▶ Directions for this task: All lines from the one containing "of the field" through the last line of the listing should be given again exactly, with no pictures.

▶ Material to process:
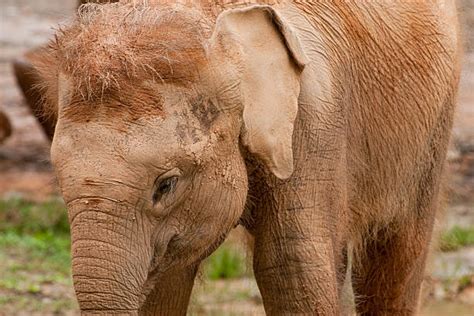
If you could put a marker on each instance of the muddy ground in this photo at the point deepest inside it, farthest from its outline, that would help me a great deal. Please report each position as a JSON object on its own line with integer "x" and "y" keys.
{"x": 25, "y": 169}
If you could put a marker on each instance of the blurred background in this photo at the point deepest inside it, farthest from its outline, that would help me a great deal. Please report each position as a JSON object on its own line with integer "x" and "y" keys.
{"x": 34, "y": 235}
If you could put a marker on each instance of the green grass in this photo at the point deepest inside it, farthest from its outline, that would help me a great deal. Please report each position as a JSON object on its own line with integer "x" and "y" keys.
{"x": 456, "y": 238}
{"x": 34, "y": 256}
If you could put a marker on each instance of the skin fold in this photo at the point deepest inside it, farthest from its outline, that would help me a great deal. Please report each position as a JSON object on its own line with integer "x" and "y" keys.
{"x": 322, "y": 127}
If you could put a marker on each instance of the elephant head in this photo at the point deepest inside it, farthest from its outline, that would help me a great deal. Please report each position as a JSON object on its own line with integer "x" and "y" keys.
{"x": 157, "y": 108}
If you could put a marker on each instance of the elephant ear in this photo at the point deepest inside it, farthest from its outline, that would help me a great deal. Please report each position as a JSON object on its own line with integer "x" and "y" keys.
{"x": 271, "y": 63}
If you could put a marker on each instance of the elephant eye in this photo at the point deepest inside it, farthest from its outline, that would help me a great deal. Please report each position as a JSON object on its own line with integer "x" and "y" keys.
{"x": 164, "y": 186}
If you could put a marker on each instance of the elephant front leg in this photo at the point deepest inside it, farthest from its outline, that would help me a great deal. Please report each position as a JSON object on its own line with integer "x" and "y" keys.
{"x": 298, "y": 263}
{"x": 171, "y": 293}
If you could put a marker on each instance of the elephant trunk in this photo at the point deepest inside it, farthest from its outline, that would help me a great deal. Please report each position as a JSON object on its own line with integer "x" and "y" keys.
{"x": 111, "y": 255}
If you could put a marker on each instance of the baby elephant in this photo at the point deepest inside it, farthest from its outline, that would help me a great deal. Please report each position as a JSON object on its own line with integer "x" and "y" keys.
{"x": 322, "y": 127}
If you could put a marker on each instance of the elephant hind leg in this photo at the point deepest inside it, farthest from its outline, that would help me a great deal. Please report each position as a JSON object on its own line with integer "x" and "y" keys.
{"x": 387, "y": 279}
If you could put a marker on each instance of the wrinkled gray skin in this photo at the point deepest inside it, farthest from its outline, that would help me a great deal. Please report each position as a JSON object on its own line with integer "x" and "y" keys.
{"x": 328, "y": 120}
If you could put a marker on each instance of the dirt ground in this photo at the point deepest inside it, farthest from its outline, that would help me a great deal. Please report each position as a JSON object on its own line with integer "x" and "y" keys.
{"x": 25, "y": 169}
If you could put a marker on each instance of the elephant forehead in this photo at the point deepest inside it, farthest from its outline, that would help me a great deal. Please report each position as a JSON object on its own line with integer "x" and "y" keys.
{"x": 109, "y": 48}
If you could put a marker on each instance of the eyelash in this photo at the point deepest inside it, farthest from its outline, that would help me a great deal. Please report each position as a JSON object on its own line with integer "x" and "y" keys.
{"x": 164, "y": 187}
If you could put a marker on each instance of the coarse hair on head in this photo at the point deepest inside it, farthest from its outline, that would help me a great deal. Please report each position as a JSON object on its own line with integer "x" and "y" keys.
{"x": 108, "y": 48}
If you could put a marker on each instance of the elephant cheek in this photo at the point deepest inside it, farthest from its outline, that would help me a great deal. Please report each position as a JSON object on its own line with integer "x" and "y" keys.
{"x": 111, "y": 254}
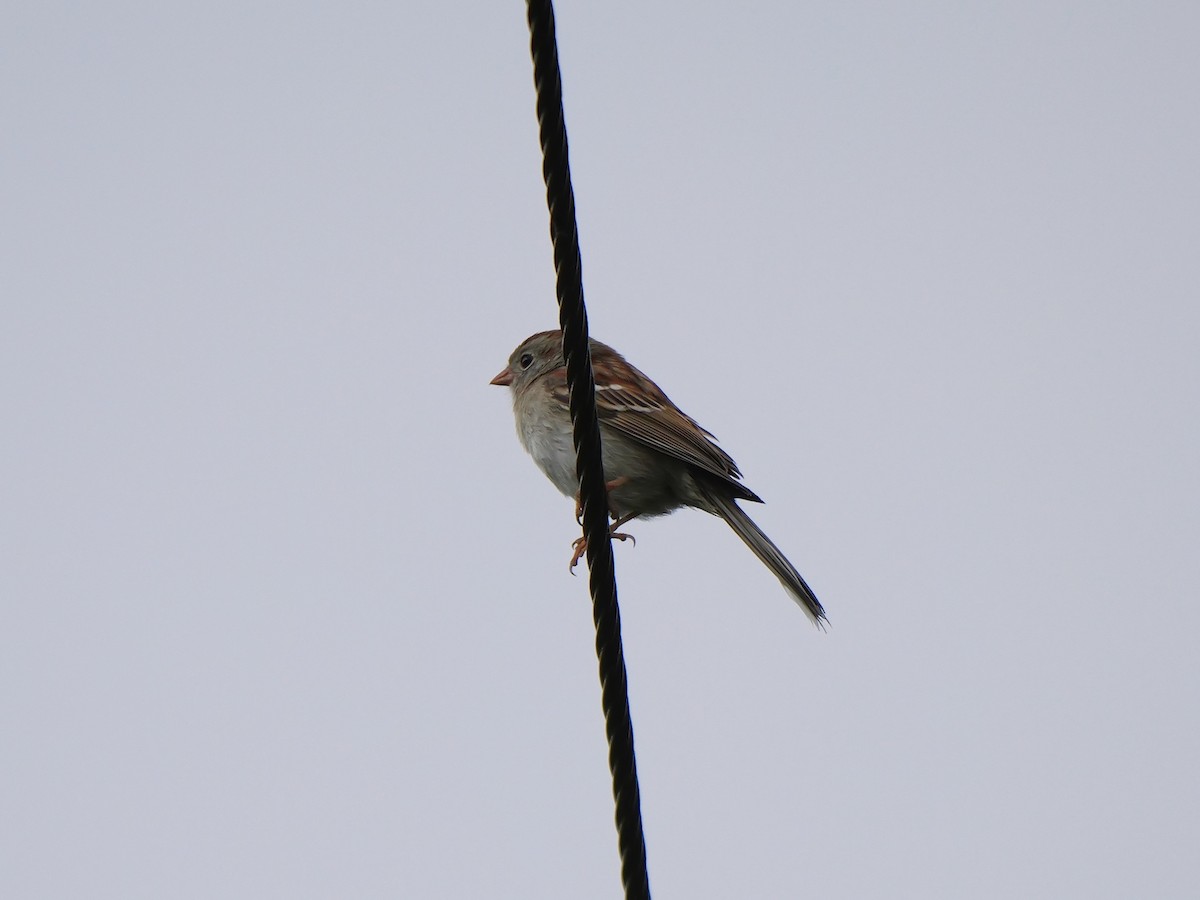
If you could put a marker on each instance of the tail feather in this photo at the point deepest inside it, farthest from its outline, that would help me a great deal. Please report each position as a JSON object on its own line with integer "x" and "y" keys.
{"x": 771, "y": 556}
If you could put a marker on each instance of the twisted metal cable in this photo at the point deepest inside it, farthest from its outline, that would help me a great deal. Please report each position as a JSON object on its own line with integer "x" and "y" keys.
{"x": 574, "y": 321}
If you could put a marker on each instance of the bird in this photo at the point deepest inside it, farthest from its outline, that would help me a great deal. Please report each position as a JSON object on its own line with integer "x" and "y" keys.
{"x": 657, "y": 459}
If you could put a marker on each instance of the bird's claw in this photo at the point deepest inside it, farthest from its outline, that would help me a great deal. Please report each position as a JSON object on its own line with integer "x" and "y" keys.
{"x": 580, "y": 546}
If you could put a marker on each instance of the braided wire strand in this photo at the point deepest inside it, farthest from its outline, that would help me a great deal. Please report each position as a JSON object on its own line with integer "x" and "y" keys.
{"x": 589, "y": 468}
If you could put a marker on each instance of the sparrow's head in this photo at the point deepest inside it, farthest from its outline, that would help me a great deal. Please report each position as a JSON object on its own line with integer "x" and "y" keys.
{"x": 537, "y": 355}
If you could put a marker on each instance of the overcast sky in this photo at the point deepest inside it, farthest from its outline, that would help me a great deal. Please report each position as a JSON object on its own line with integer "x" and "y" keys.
{"x": 285, "y": 607}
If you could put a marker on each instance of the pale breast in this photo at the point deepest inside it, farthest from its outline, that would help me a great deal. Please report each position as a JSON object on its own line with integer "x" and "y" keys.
{"x": 547, "y": 439}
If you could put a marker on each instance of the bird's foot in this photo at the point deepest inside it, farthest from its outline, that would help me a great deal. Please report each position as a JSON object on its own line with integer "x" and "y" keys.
{"x": 580, "y": 546}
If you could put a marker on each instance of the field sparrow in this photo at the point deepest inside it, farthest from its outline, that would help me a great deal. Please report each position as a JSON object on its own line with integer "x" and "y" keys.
{"x": 655, "y": 457}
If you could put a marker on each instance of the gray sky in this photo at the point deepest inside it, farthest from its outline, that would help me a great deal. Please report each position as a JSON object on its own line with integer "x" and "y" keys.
{"x": 285, "y": 606}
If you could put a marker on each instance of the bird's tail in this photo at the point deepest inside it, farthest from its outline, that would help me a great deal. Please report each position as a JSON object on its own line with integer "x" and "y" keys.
{"x": 771, "y": 556}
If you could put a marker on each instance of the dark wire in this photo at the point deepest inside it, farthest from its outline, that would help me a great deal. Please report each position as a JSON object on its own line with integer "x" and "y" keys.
{"x": 574, "y": 321}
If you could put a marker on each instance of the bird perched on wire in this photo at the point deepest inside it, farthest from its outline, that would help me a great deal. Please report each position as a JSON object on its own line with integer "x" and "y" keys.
{"x": 657, "y": 459}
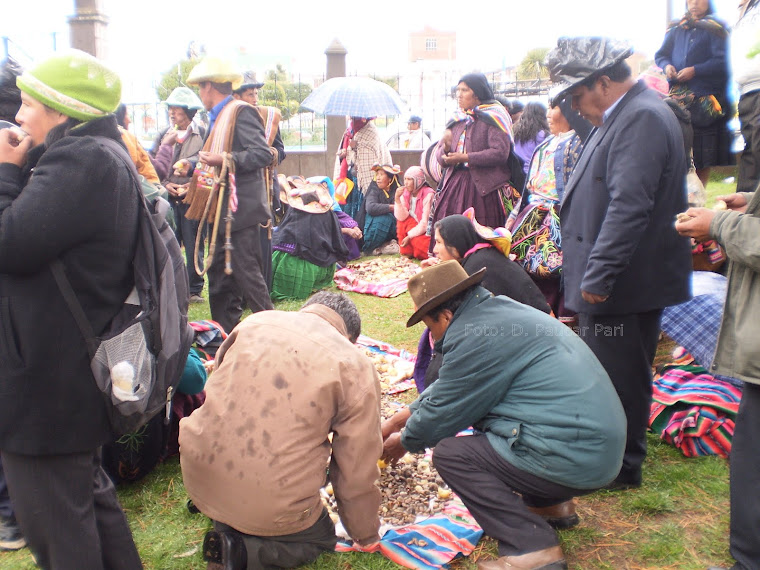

▶ Written response:
If you could put a marker on each instance of the field sparrow in this photo at the point deepest inside it, farthest from its outline, that would help me a great deal. Please report each position as a JSON object on its own line with integer "x" and "y" keys.
{"x": 655, "y": 457}
If you could put a marker on each instance of the gray sky in this photo at the point deepest inside it, farthest from its outline, that would help me a great deal. Please report each position as a JSON object on its own line with integer "x" and "y" keys.
{"x": 285, "y": 606}
If you could put a marker on each instance of the bird's tail in this photo at the point deepest inside it, farthest from its outline, that would help me a great deal. Please report each position as a JSON object on its own line with integer "x" and "y" keys.
{"x": 771, "y": 556}
If you could put a marker on each instance of the dark wire in this photo at the point deepest inside it, farthest from its outline, that would help me a great deal. Please report each position as a JSON object on its own line with integer "x" and "y" keys.
{"x": 574, "y": 321}
If you could put a marker on each instance of the bird perched on wire in this photo at the point deepest inside it, farthest from its outline, that would help me a great deal. Please report each position as a JSON object on its own line with integer "x" and "y" keys.
{"x": 657, "y": 459}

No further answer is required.